[START OF MATERIAL PROVIDED]
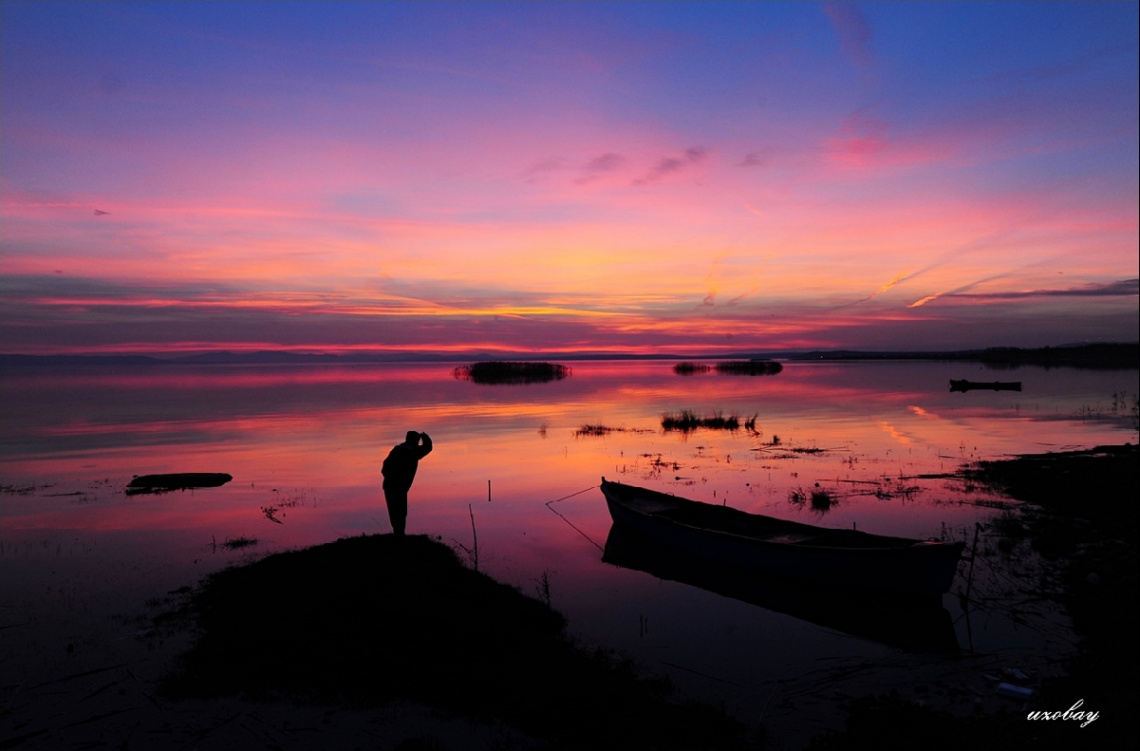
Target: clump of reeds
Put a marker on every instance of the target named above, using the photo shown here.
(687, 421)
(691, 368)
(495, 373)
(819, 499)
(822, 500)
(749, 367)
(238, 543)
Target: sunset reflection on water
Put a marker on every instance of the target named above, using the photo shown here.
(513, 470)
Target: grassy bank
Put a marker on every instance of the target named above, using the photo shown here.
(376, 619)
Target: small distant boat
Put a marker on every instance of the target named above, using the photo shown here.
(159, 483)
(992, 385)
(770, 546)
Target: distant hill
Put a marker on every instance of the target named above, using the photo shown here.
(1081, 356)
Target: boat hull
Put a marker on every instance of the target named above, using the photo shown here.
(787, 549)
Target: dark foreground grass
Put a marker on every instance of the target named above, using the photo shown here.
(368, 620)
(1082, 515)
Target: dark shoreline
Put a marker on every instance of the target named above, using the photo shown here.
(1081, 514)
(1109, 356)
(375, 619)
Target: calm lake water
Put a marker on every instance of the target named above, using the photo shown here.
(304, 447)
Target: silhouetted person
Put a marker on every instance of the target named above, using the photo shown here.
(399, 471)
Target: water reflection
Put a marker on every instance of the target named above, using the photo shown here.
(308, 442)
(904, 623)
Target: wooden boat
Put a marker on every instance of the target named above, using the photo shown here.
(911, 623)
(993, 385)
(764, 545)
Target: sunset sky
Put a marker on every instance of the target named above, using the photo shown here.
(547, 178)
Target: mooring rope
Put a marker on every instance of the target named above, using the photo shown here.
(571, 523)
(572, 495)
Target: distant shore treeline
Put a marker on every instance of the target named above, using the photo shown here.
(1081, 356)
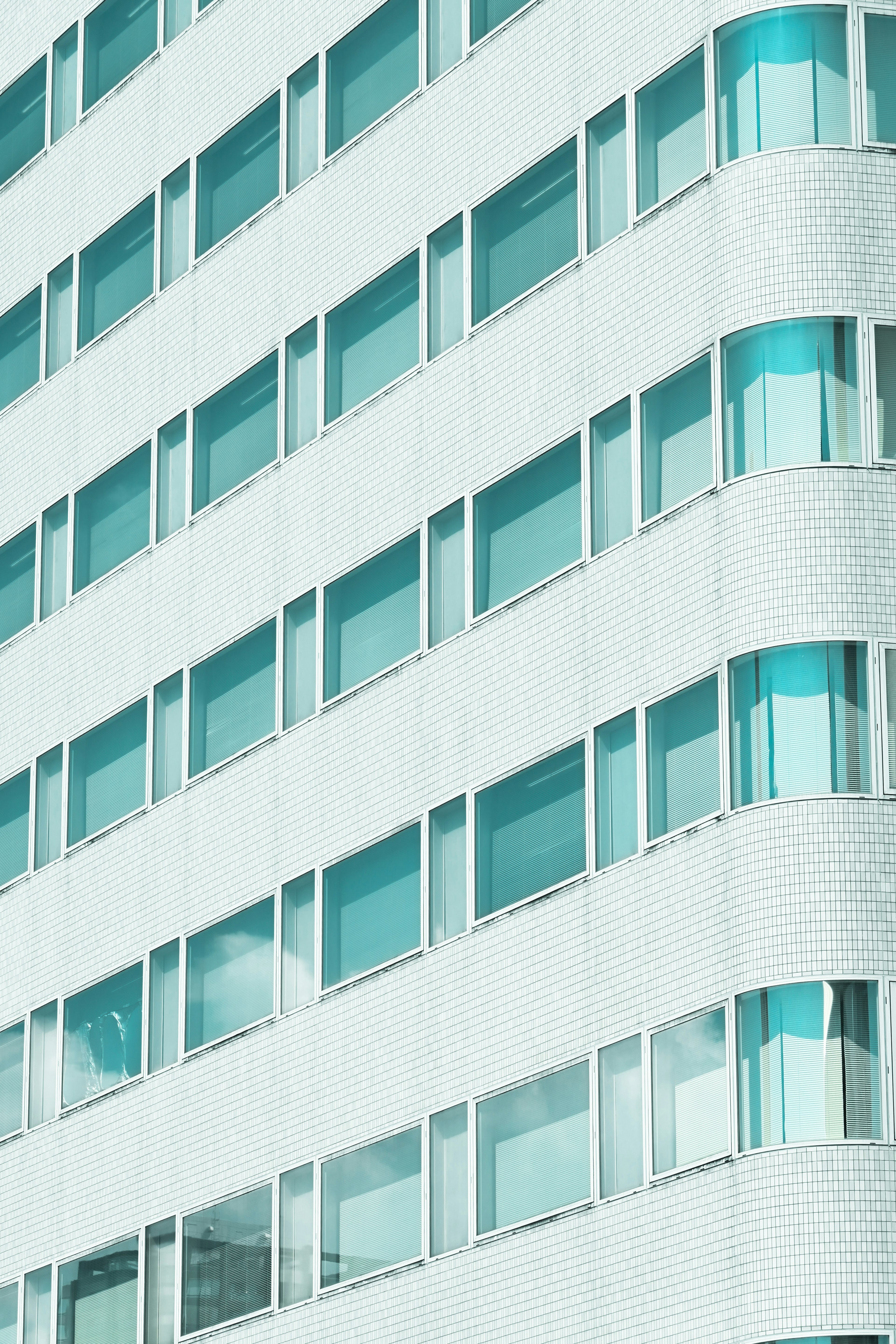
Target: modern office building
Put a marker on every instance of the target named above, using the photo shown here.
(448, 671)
[END OF MATERIAL PROVIDED]
TASK PROMPT - Leave out every picture, and write out exactly the lines from the one bearing "Target: distant hill" through the final line.

ANSWER TO THIS EXERCISE -
Target: distant hill
Put a marker on every instance of the target named above, using the photo shown here.
(1081, 356)
Target: boat hull
Put a marker on every instance of the target named above, using the photo shown here.
(787, 549)
Target: dark foreground grass
Put a marker on every instance of the target named above, using the photo shown here.
(368, 620)
(1082, 515)
Target: dark shoreline
Put a marker on every instance of the target named above, using the photo shown here.
(1081, 514)
(1109, 356)
(375, 619)
Target: calm lake water
Put a marker on every instance of the target named above, using the photo shown here.
(304, 447)
Target: silhouetted person
Put a marker on every instance of the target named above, using the photo shown here.
(399, 471)
Target: water reflection
Put a marker on every instance of the target named above, using the photo shown here.
(308, 442)
(904, 623)
Target: wooden boat
Put a marker on every instance of the target named above, using the photo shown here.
(911, 623)
(993, 385)
(764, 545)
Target: sunset sky
Put a marker on every instance of the target named above, using the photo shown here.
(547, 178)
Target: mooring rope
Put a marker on every instance of the target named above, using the photo shown here.
(571, 523)
(572, 495)
Target: distant shore treeline
Put a marker on every instance of the target named above, using the photo shown here.
(1081, 356)
Target: modern office building
Put a marker on every instance of the target named above, using the photo shown here.
(448, 671)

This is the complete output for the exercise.